After locating "Wanted | a point on the potted" in the listing below, copy that line and each one after it exactly, ending with the line that has "Wanted | a point on the ornate".
=== Raw data ===
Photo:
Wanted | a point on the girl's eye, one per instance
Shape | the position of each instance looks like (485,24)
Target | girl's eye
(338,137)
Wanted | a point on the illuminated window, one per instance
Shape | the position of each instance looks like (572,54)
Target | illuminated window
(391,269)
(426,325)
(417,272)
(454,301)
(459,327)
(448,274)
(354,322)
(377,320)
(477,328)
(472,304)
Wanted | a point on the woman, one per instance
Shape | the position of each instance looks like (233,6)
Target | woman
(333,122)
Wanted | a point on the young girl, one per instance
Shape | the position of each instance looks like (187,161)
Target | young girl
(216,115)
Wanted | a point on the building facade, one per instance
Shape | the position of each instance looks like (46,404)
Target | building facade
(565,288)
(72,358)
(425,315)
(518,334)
===
=== Raw data ===
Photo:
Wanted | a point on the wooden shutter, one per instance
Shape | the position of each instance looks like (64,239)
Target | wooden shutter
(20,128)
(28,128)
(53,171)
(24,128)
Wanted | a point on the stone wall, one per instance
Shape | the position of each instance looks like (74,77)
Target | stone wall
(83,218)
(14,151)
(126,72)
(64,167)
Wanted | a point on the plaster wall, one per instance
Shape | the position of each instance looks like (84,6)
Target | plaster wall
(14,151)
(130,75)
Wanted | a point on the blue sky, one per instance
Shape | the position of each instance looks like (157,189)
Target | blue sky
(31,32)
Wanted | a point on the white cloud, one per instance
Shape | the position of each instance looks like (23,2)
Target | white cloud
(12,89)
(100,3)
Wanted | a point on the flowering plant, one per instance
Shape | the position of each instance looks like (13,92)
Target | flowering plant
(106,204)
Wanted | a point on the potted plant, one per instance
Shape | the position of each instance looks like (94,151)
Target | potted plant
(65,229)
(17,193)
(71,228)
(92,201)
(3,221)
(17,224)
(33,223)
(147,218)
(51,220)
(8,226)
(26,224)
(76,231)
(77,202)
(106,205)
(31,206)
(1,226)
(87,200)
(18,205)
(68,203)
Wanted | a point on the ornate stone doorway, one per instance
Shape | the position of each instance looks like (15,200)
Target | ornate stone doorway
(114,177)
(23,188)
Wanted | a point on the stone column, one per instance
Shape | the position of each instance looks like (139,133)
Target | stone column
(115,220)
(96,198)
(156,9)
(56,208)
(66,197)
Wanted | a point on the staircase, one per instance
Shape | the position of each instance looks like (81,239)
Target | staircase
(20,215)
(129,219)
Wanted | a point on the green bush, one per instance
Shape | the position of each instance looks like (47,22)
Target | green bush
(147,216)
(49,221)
===
Solution to this exercise:
Wanted | a point on the potted plant, one per instance
Shape | the position of each instance looks like (94,151)
Target | potted plant
(65,229)
(17,193)
(71,228)
(92,201)
(3,221)
(17,224)
(33,223)
(147,218)
(51,220)
(8,226)
(26,224)
(76,231)
(77,202)
(106,205)
(31,206)
(1,226)
(87,200)
(18,205)
(68,203)
Wanted | a point on the ornate stone doorway, one per instance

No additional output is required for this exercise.